____ Stored rows

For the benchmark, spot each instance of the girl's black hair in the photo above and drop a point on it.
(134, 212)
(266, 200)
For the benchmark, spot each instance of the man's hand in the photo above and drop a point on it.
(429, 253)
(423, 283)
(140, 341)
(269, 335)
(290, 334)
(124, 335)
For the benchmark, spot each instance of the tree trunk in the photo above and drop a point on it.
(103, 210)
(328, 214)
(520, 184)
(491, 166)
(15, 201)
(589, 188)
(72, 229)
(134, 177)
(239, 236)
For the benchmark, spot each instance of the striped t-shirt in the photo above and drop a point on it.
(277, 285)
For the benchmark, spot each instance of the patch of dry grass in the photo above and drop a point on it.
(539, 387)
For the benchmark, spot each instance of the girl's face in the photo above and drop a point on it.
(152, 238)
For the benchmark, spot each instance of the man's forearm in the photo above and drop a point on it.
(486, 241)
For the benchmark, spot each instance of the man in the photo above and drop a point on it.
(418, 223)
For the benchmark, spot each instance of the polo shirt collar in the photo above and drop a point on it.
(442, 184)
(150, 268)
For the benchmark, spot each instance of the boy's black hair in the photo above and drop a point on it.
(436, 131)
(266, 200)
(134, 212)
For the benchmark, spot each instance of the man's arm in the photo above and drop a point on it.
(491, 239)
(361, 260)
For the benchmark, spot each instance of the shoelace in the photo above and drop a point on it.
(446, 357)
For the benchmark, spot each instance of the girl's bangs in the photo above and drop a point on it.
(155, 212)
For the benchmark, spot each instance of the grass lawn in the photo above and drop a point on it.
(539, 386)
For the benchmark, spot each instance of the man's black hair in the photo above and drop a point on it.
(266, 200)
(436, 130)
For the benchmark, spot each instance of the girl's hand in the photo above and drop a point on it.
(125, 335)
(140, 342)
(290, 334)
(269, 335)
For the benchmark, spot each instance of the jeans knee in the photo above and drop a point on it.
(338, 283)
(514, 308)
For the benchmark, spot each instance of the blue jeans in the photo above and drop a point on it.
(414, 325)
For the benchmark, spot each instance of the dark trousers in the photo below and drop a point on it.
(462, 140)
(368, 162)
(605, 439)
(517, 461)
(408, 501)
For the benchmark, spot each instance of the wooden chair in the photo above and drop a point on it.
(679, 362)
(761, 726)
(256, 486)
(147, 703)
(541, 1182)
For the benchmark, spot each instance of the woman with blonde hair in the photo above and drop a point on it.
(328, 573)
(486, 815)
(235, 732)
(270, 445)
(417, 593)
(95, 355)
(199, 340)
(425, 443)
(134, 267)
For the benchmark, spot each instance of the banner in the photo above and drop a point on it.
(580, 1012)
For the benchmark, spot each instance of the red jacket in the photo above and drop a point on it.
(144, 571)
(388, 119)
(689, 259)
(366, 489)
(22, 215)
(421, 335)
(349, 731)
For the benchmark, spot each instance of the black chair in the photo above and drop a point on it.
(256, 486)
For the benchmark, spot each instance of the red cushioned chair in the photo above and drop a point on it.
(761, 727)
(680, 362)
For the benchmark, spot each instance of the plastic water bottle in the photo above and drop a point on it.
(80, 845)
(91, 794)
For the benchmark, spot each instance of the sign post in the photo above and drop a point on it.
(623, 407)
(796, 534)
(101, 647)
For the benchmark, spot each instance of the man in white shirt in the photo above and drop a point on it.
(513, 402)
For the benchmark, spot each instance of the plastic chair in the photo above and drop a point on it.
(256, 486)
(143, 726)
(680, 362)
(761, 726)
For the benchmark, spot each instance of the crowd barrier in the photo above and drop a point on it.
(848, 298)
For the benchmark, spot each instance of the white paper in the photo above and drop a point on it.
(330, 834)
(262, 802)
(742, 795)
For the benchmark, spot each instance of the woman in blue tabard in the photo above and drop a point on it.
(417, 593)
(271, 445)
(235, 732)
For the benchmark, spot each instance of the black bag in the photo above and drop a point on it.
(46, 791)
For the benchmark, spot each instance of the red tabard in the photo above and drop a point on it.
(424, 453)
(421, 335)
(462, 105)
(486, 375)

________

Put every line of the listing above into a Markdown table with the columns No. and Text, numbering the rows in order and skipping any blank lines.

### Output for this task:
| No. | Text |
|---|---|
| 1 | For the benchmark, spot each instance of the girl's black hair in the photo above and drop a point on it. |
| 2 | (134, 212) |
| 3 | (266, 200) |
| 4 | For the benchmark, spot each instance of the man's hand in the photo above and drop a point on it. |
| 5 | (429, 253) |
| 6 | (423, 283) |
| 7 | (140, 341) |
| 8 | (269, 335) |
| 9 | (290, 334) |
| 10 | (124, 335) |
| 11 | For the benchmark, spot each instance of the tree trunk in the photo above and drop a point on it. |
| 12 | (103, 210) |
| 13 | (328, 214) |
| 14 | (520, 184) |
| 15 | (491, 166) |
| 16 | (15, 201) |
| 17 | (589, 188) |
| 18 | (72, 229) |
| 19 | (134, 177) |
| 20 | (239, 236) |
| 21 | For the benchmark, spot each instance of the striped t-shirt in the photo above and drop a point on it. |
| 22 | (277, 285) |
| 23 | For the benchmark, spot each instance of the patch of dry grass in the photo above and drop a point on it. |
| 24 | (539, 387) |
| 25 | For the benchmark, spot each instance of the girl's face in the photo above and drop a point on it. |
| 26 | (152, 238) |
| 27 | For the benchmark, spot each instance of the man's forearm in the photo above and drop a point on it. |
| 28 | (486, 241) |
| 29 | For the benchmark, spot each instance of the man in the photo above and drop a point on it. |
| 30 | (418, 223) |
| 31 | For the benchmark, spot each instance of the polo shirt collar in the photo above and drop a point on it. |
| 32 | (442, 184) |
| 33 | (150, 268) |
| 34 | For the benchmark, spot each instance of the boy's black hair in the photo above and drop a point on it. |
| 35 | (436, 131) |
| 36 | (266, 200) |
| 37 | (134, 212) |
| 38 | For the benchmark, spot each instance of the man's arm in the photo above and drop a point on it. |
| 39 | (491, 239) |
| 40 | (361, 260) |
| 41 | For the benchmark, spot each instance of the shoelace in the photo above and drop a point on it. |
| 42 | (446, 357) |
| 43 | For the benchmark, spot each instance of the girl's bangs in the photo above and drop a point on it. |
| 44 | (155, 212) |
| 45 | For the benchmark, spot each instance of the grass lawn in the photo above and drop a point on it. |
| 46 | (539, 386) |
| 47 | For the benchmark, spot each instance of the man's black hair in the photo above and drop a point on it. |
| 48 | (266, 200) |
| 49 | (436, 130) |
| 50 | For the benchmark, spot each instance of the girl's hand in the photo above and drop a point on it. |
| 51 | (125, 335) |
| 52 | (140, 342) |
| 53 | (290, 334) |
| 54 | (269, 335) |
| 55 | For the benchmark, spot each instance of the jeans knee in the photo above and drop a point on it. |
| 56 | (338, 283) |
| 57 | (514, 308) |
| 58 | For the benchmark, spot each instance of the blue jeans in the photo above and drop a point on it. |
| 59 | (414, 325) |
| 60 | For the benchmark, spot each instance of the dark trousers in the photo below and drop a point on it. |
| 61 | (462, 140) |
| 62 | (368, 162) |
| 63 | (605, 439) |
| 64 | (517, 461) |
| 65 | (408, 501) |
| 66 | For the benchmark, spot each instance of the wooden chair in the photo above and drop a point on it. |
| 67 | (679, 362) |
| 68 | (761, 726) |
| 69 | (256, 486) |
| 70 | (147, 703) |
| 71 | (541, 1182) |
| 72 | For the benchmark, spot each instance of the woman with blonde hair in the photo above and drop a point on it. |
| 73 | (328, 573) |
| 74 | (486, 815) |
| 75 | (235, 732) |
| 76 | (270, 445) |
| 77 | (417, 593) |
| 78 | (95, 355) |
| 79 | (199, 340) |
| 80 | (425, 443) |
| 81 | (134, 267) |
| 82 | For the benchmark, spot each instance of the banner in the photo above and drop a point on it. |
| 83 | (580, 1012) |
| 84 | For the benchmark, spot each instance of the red jacket in the photo above and drop a point on it. |
| 85 | (144, 571) |
| 86 | (388, 119) |
| 87 | (689, 259) |
| 88 | (366, 489) |
| 89 | (22, 215) |
| 90 | (421, 335) |
| 91 | (349, 731) |
| 92 | For the benchmark, spot each instance of the black chair in the photo above and drop a point on it. |
| 93 | (256, 486) |
| 94 | For the benchmark, spot each instance of the red cushioned chair in the photo above and drop a point on it. |
| 95 | (761, 727) |
| 96 | (680, 362) |
| 97 | For the benchmark, spot each instance of the plastic water bottle in the photo above and drop a point on it. |
| 98 | (80, 845) |
| 99 | (91, 794) |
| 100 | For the benchmark, spot each instance of the sign post in the photo above and drop a point on it. |
| 101 | (623, 407) |
| 102 | (796, 534) |
| 103 | (101, 647) |
| 104 | For the benchmark, spot each instance of the man in white shirt in the photo above and drop a point on it. |
| 105 | (513, 402) |
| 106 | For the benchmark, spot each instance of the plastic chair in the photo above and drop a point on it. |
| 107 | (256, 486) |
| 108 | (143, 726) |
| 109 | (680, 362) |
| 110 | (761, 726) |
| 111 | For the benchmark, spot each instance of the crowd barrier in the photo above and drop a point on it. |
| 112 | (848, 298) |
| 113 | For the benchmark, spot each instance of the white paper in the photo above and drop a point on it. |
| 114 | (330, 834) |
| 115 | (262, 802) |
| 116 | (742, 795) |
| 117 | For the benchmark, spot each instance of the woman in blue tabard in the photo above and drop a point on it. |
| 118 | (417, 593) |
| 119 | (271, 445) |
| 120 | (235, 732) |
| 121 | For the benchmark, spot each instance of the black bag in the photo above and drop a point on it. |
| 122 | (46, 791) |
| 123 | For the benchmark, spot each instance of the red tabard in the photo above and drop a point on it. |
| 124 | (424, 453) |
| 125 | (421, 335) |
| 126 | (462, 105) |
| 127 | (486, 375) |